** Point-per-instance localization data **
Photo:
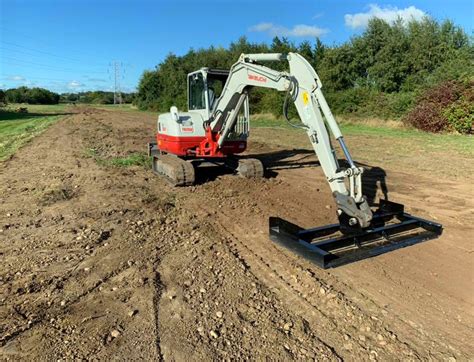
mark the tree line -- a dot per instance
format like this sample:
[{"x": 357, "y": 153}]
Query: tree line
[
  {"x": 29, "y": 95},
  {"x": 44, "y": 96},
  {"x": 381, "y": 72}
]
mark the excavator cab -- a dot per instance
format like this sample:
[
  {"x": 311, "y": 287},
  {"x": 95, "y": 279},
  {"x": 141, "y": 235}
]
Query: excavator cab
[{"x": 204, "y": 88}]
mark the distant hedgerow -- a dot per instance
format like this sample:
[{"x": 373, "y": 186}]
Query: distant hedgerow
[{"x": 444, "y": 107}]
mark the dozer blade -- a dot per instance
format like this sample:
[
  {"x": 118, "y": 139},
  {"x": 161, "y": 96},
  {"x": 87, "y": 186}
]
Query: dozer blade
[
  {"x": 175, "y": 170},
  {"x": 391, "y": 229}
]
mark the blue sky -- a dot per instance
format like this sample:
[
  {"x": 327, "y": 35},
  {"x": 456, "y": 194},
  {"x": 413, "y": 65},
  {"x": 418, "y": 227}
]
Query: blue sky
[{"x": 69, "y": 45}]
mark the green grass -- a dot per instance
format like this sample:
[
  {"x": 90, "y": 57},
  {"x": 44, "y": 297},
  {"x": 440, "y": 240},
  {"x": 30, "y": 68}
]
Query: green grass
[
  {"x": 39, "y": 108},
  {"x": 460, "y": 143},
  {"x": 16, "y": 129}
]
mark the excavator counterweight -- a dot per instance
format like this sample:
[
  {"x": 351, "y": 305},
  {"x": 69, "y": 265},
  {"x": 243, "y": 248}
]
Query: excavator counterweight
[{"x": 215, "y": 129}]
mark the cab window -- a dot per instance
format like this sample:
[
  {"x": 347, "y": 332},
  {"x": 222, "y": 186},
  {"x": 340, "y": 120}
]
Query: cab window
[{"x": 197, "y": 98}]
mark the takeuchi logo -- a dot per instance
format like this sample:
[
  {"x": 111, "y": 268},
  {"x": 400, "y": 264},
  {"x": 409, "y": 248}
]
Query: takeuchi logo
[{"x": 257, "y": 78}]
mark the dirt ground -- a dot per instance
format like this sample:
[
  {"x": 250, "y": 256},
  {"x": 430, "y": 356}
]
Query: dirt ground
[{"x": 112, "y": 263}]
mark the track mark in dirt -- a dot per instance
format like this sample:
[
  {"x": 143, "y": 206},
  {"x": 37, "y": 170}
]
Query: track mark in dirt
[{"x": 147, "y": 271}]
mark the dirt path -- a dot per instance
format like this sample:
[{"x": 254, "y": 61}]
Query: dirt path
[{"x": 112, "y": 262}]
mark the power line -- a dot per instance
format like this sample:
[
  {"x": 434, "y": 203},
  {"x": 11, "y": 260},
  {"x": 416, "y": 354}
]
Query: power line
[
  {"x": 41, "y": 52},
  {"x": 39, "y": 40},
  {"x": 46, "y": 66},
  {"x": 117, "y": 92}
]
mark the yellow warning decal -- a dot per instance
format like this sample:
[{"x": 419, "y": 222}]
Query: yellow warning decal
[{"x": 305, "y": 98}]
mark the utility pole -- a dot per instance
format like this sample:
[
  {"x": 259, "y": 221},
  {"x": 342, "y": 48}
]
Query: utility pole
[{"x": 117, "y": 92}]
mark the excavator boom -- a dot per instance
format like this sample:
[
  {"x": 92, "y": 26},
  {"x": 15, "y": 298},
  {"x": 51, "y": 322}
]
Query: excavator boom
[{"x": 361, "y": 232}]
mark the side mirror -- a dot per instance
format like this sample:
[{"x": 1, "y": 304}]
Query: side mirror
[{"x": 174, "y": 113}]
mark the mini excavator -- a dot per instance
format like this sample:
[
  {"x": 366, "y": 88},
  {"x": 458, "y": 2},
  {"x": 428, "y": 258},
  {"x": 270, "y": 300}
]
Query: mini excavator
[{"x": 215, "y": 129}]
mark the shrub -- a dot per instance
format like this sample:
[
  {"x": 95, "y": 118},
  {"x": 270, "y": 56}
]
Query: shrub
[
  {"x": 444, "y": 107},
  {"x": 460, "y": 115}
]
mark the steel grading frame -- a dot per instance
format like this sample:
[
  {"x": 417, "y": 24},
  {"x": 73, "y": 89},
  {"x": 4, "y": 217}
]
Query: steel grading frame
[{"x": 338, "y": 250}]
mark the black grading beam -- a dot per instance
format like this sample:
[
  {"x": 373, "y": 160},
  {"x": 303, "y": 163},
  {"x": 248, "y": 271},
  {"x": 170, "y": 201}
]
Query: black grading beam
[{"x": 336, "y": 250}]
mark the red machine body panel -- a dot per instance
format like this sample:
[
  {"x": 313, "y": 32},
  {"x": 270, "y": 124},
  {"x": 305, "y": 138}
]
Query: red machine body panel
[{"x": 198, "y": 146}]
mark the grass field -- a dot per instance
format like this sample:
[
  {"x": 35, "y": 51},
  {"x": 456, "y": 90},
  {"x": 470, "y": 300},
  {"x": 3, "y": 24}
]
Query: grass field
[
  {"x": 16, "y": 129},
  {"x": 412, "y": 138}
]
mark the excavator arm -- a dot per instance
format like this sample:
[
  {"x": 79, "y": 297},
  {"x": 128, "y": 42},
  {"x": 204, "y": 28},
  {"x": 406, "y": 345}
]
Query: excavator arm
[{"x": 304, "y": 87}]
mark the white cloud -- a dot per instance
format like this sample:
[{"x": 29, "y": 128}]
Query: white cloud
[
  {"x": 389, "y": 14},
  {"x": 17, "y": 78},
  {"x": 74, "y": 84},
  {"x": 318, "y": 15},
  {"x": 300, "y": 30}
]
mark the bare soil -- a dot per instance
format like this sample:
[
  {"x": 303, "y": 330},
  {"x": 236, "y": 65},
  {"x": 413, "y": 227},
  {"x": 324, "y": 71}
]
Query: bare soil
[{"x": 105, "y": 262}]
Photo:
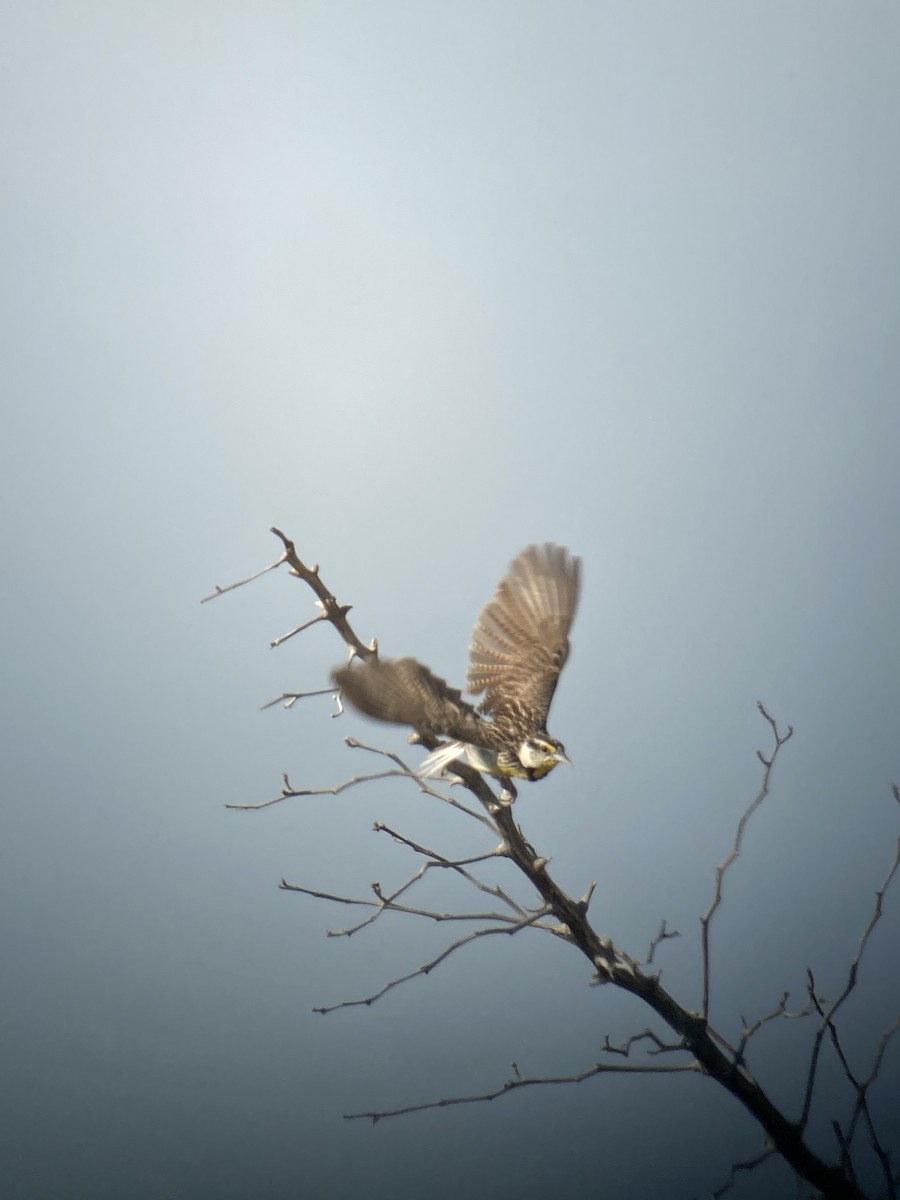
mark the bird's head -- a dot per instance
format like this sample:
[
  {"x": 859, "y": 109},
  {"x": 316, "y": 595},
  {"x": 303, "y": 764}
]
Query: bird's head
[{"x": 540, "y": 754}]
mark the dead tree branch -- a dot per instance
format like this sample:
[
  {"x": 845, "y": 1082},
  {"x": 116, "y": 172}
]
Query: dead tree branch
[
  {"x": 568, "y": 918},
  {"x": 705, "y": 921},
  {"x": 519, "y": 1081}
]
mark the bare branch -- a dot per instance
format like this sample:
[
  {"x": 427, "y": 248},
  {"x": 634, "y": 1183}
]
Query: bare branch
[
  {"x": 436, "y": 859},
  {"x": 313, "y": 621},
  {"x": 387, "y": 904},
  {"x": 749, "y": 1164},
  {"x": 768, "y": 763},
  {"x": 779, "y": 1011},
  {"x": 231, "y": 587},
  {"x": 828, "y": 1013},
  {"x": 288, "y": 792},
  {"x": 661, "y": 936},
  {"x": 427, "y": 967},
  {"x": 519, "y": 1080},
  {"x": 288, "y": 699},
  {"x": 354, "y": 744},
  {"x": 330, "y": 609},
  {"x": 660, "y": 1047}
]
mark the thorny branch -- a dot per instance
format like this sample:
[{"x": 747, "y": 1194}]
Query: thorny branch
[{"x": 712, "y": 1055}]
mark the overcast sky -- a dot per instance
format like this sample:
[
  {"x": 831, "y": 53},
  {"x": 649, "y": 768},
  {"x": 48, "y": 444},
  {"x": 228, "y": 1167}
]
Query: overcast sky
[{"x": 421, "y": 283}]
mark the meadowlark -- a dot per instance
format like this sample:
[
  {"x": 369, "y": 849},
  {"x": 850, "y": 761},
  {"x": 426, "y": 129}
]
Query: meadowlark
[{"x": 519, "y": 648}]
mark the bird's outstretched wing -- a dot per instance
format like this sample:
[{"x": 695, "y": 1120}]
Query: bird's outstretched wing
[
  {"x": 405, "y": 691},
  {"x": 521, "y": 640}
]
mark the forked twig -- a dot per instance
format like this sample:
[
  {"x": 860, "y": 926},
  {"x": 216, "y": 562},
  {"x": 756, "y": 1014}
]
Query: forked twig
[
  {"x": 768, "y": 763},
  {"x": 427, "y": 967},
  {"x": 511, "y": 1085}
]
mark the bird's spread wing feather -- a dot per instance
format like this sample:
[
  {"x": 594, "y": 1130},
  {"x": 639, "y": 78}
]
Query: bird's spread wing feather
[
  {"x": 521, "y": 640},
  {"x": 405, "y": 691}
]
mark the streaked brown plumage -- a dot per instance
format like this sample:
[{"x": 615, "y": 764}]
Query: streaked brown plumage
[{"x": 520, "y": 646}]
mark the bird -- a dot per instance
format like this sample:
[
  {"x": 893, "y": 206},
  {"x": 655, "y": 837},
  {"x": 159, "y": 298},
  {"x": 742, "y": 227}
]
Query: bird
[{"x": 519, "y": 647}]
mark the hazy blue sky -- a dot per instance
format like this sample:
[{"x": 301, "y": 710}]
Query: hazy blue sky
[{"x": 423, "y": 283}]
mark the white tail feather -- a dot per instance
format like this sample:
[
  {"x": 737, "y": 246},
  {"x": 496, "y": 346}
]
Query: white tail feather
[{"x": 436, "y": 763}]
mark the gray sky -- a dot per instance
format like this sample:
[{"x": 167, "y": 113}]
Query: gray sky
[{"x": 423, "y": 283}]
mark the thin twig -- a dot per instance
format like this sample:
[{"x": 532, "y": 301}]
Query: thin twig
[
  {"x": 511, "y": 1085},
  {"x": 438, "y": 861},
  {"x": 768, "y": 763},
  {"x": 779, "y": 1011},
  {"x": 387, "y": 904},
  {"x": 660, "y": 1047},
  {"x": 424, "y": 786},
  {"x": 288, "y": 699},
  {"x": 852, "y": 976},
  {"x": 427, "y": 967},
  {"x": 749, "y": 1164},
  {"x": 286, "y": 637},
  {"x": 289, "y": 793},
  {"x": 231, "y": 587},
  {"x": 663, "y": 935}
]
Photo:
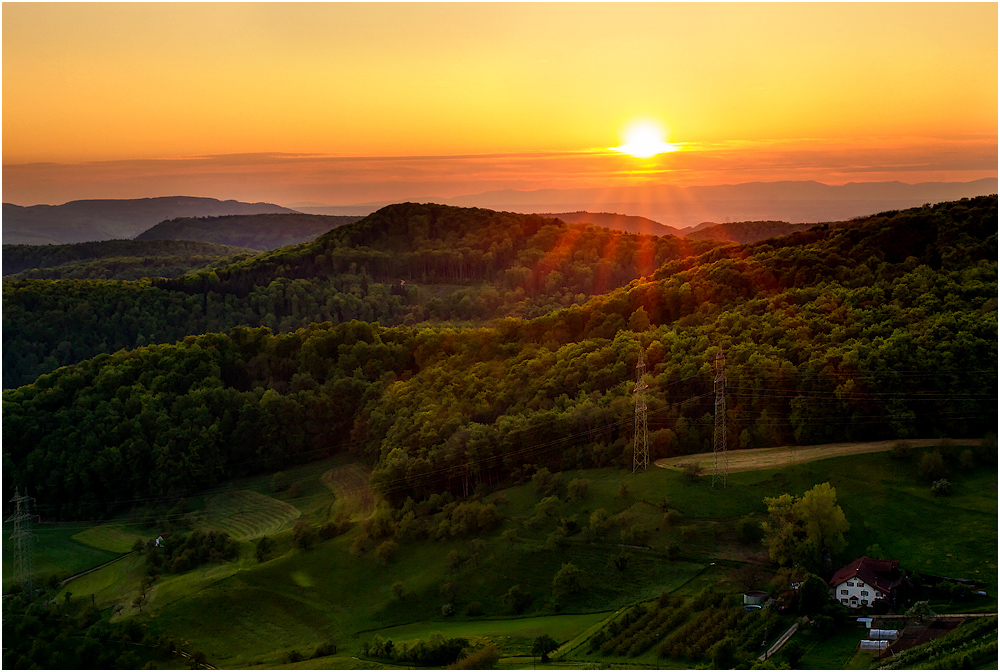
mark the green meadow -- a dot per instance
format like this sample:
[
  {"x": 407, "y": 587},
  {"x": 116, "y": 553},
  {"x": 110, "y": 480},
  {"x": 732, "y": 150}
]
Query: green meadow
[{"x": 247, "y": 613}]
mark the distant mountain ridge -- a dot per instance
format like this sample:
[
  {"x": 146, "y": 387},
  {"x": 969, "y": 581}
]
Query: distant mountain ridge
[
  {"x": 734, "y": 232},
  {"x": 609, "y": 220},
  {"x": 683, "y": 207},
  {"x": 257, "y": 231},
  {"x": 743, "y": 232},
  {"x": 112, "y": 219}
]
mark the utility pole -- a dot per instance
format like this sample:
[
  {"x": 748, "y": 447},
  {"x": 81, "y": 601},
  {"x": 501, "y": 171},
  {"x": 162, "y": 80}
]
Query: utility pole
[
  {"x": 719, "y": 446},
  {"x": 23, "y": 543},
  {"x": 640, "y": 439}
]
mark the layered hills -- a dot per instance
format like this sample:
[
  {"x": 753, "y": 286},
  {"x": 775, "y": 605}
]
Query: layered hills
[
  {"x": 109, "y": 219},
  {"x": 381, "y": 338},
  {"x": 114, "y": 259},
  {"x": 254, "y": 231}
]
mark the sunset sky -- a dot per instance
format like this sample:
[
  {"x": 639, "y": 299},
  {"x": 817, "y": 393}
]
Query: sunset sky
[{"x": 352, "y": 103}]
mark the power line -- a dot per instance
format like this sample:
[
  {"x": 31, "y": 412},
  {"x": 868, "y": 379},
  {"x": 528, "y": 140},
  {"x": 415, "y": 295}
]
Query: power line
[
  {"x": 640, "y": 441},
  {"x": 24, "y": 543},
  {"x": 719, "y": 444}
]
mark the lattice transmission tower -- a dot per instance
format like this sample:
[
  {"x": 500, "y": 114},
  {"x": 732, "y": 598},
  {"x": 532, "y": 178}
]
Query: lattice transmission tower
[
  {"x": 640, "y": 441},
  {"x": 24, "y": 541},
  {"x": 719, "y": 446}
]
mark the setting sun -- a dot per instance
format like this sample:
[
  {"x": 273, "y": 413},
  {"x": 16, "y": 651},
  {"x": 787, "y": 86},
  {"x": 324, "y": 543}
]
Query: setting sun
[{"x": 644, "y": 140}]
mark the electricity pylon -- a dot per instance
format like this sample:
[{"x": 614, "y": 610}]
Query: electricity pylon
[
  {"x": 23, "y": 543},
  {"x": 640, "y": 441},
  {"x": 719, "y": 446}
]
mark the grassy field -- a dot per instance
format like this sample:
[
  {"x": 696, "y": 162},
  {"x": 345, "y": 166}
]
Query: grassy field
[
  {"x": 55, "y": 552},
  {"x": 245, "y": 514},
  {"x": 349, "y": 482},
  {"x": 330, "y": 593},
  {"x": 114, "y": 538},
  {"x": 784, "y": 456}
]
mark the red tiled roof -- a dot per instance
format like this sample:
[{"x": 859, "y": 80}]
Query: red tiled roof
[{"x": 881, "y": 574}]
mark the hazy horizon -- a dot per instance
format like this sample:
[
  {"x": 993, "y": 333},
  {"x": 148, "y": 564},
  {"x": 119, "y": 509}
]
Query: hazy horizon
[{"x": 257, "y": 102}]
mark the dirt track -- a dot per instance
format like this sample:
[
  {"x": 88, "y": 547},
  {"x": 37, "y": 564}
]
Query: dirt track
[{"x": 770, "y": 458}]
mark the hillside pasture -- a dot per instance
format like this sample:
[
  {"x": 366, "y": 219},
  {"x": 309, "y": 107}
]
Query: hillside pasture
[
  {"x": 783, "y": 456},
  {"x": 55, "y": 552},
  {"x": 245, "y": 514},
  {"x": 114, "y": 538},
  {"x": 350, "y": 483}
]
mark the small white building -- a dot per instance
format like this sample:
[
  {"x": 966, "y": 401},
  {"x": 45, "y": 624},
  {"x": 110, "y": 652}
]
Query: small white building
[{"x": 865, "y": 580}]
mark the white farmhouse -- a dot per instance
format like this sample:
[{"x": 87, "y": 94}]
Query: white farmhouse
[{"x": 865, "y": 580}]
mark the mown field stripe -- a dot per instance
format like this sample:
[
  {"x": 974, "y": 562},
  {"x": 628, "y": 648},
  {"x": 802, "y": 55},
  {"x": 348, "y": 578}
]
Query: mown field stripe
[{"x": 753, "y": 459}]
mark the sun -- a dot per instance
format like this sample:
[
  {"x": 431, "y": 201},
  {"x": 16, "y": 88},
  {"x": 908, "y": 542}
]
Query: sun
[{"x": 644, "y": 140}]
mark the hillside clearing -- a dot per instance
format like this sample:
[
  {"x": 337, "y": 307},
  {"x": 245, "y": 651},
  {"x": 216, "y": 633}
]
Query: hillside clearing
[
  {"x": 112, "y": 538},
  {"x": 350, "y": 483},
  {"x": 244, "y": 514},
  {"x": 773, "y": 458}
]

** What to work on **
The answer should be an exact copy of the lines from the one containing "Query: white farmhouse" through the last line of the entries, both included.

** Response to this exercise **
Query: white farmhouse
[{"x": 865, "y": 580}]
mark the mown field stripe -- a dot per instance
format like this sample:
[
  {"x": 974, "y": 562},
  {"x": 628, "y": 648},
  {"x": 802, "y": 55},
  {"x": 348, "y": 578}
]
Query: mown field stripe
[{"x": 753, "y": 459}]
mark the sun -- a dot per instance
format like this sample:
[
  {"x": 431, "y": 201},
  {"x": 16, "y": 88},
  {"x": 908, "y": 542}
]
Query: sun
[{"x": 644, "y": 140}]
mark the hillside clearing -- a dot per instance
format like this sample:
[
  {"x": 337, "y": 307},
  {"x": 245, "y": 651},
  {"x": 216, "y": 633}
]
Query: hillside clearing
[
  {"x": 112, "y": 538},
  {"x": 350, "y": 483},
  {"x": 244, "y": 514},
  {"x": 773, "y": 458}
]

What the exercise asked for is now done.